-- Source passage follows --
Cunningham also challenged his sentence, asserting that the district court misapplied the sentencing guidelines under U.S.S.G. 2Q1.2, related to the unlawful transportation of hazardous substances. He specifically contested two enhancements applied to his sentence. The standard for reviewing factual findings at sentencing is for clear error, while the interpretation of the Sentencing Guidelines is reviewed de novo.
An offense involving a continuous or repetitive discharge of a hazardous substance warrants a 6-level increase under U.S.S.G. 2Q1.2(b)(1)(A), while a general discharge leads to a 4-level increase under 2Q1.2(b)(1)(B). Cunningham's lawyer acknowledged evidence of continuous discharge, supporting the application of the 6-level enhancement. Application Note 5 clarifies that subsection (b)(1) presumes actual environmental contamination from such discharges. The guideline encompasses a variety of conduct involving different materials and contamination levels, allowing for adjustments in sentencing based on harm, substance nature, and duration of the offense.
Cunningham argued that the government must prove actual environmental contamination for the enhancement to apply, citing Note 5. However, the government contends that proving a discharge suffices, without the need for additional evidence of contamination. This interpretation has led to a split among circuits, with the Second and Fifth Circuits agreeing that actual contamination does not need to be proven. The court determined that, per this precedent, the government need only demonstrate a discharge for the enhancement to be applicable, concluding that the district court correctly applied the 6-level increase since Cunningham did not dispute the evidence of ongoing discharge.
-- Source passage concluded --
*Exercise requirements*:
1. In the passage on Cunningham's sentencing appeal, what offense-level increase applies to a general discharge under U.S.S.G. 2Q1.2(b)(1)(B)?
2. Extend the passage on Cunningham's sentencing appeal with a further paragraph that begins after its final sentence.
-- Study material follows --
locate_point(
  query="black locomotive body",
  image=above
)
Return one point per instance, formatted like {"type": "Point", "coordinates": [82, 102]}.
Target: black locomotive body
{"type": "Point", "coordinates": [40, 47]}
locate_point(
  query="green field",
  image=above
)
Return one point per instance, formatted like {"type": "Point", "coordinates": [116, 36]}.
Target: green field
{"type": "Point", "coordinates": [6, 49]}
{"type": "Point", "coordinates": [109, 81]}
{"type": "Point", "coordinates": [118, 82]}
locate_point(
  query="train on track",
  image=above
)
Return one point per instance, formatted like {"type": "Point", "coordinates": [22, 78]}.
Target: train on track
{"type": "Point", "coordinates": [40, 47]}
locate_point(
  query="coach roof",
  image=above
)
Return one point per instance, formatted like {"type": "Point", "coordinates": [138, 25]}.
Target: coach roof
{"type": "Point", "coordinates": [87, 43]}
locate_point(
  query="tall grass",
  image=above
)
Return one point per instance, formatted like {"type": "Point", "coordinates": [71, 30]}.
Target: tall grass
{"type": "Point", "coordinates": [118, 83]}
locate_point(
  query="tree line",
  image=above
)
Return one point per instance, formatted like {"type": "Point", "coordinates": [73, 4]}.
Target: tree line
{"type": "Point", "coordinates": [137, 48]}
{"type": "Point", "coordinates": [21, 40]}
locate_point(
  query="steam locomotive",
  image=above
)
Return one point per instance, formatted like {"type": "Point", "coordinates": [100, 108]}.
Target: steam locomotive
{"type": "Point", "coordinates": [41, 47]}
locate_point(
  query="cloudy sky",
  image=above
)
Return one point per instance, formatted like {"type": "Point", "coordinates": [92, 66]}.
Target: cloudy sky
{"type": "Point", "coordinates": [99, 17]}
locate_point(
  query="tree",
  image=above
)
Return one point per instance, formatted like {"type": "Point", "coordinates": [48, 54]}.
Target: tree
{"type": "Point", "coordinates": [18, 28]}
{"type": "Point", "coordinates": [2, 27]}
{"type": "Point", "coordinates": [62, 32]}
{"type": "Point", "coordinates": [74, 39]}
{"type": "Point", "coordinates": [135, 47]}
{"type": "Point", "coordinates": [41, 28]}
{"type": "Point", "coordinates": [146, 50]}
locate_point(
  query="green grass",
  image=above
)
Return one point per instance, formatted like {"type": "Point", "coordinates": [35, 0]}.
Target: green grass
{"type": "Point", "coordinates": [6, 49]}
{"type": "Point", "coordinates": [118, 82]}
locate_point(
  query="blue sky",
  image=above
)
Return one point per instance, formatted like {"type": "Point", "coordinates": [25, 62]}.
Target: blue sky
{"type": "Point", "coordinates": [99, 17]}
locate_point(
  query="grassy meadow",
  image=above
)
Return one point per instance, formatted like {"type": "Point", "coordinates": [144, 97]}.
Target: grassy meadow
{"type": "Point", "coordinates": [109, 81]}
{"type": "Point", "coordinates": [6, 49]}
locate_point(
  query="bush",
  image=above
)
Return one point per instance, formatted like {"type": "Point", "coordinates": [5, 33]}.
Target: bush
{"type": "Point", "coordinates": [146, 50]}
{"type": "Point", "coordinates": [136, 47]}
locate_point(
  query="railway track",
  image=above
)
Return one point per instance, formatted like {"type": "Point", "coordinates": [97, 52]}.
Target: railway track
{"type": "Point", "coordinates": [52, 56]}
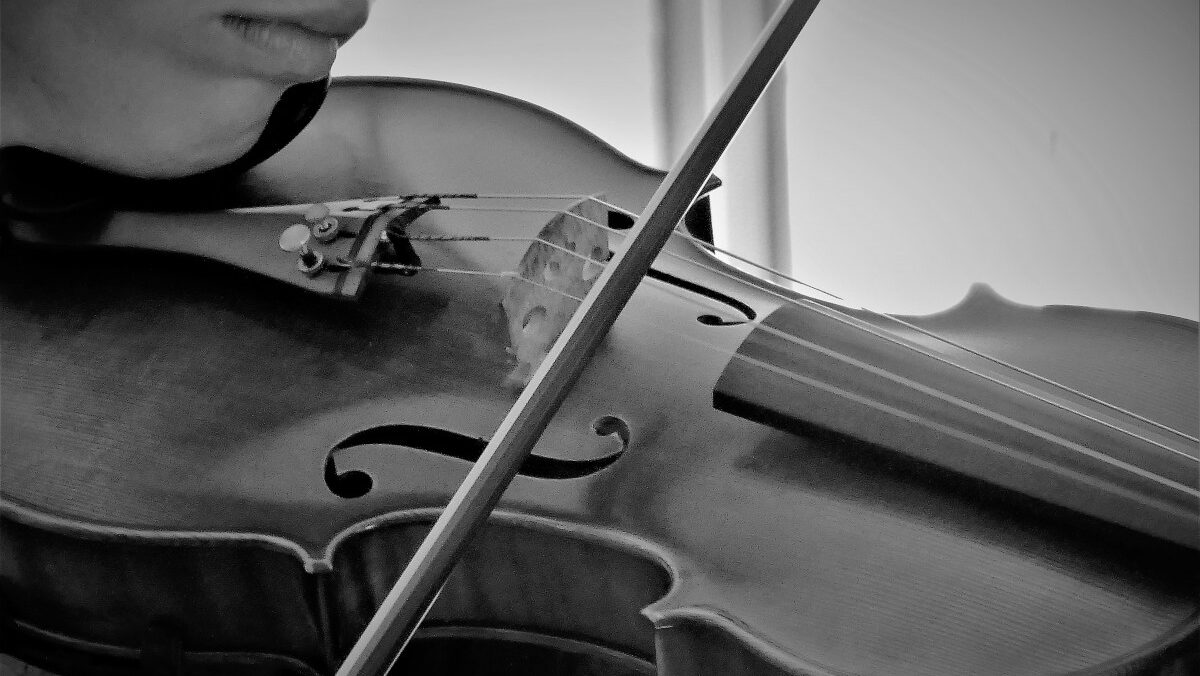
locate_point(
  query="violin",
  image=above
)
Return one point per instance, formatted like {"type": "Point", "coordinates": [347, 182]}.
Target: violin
{"type": "Point", "coordinates": [217, 459]}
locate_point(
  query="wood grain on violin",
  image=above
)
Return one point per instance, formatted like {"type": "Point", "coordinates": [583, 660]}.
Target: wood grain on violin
{"type": "Point", "coordinates": [168, 422]}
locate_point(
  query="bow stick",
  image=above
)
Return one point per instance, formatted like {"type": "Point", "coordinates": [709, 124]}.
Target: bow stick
{"type": "Point", "coordinates": [411, 597]}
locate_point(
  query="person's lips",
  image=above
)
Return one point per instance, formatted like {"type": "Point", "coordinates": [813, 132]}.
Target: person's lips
{"type": "Point", "coordinates": [298, 46]}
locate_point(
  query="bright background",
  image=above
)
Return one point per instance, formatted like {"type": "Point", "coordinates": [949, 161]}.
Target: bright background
{"type": "Point", "coordinates": [1049, 149]}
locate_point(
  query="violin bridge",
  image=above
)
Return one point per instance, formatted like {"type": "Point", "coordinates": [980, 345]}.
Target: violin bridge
{"type": "Point", "coordinates": [550, 282]}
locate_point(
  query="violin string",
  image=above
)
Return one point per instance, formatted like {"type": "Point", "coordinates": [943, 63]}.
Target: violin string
{"type": "Point", "coordinates": [876, 331]}
{"type": "Point", "coordinates": [874, 404]}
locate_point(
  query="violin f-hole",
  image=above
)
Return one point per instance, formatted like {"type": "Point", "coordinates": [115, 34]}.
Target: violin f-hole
{"type": "Point", "coordinates": [355, 483]}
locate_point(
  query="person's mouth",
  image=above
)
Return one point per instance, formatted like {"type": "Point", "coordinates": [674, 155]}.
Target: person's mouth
{"type": "Point", "coordinates": [298, 47]}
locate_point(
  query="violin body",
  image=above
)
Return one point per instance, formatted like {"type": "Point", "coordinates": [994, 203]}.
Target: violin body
{"type": "Point", "coordinates": [175, 434]}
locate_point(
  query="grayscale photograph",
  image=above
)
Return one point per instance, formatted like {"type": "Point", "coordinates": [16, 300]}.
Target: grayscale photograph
{"type": "Point", "coordinates": [577, 338]}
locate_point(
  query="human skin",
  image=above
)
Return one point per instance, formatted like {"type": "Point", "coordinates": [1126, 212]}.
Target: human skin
{"type": "Point", "coordinates": [159, 88]}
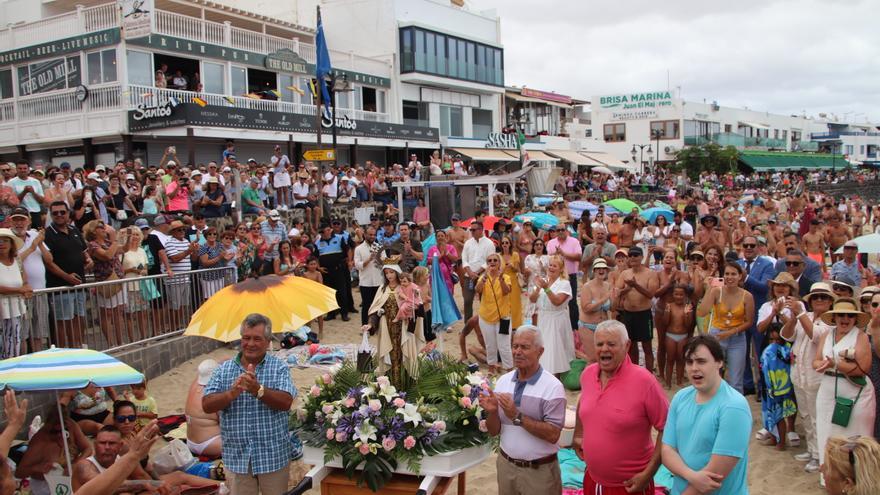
-- Study material concluded --
*Replies*:
1. A 4-level increase.

2.
Cunningham's lawyer acknowledged the presence of actual contact with hazardous waste, specifically RD-344, which was found in Ohio and disposed of in a landfill, leading to the district court enhancing Cunningham's sentence. The court applied a four-level enhancement under U.S.S.G. 2Q1.2(b)(3) due to substantial cleanup costs resulting from Cunningham's illegal transportation of hazardous waste. Although Cunningham did not dispute the cleanup costs, he claimed they were unrelated to contamination, arguing no actual contamination existed and that the waste was disposed of in a regular landfill after treatment. This argument was dismissed as meritless; the guideline's language does not restrict the enhancement to costs specifically for contamination cleanup but includes any cleanup related to the offense. The landowner in Georgia incurred over $147,000 in disposal costs, satisfying the guideline's criteria for substantial expenditure. The court affirmed the enhancement, concluding that the cleanup was indeed necessary and costly, regardless of the methods used by the removal company.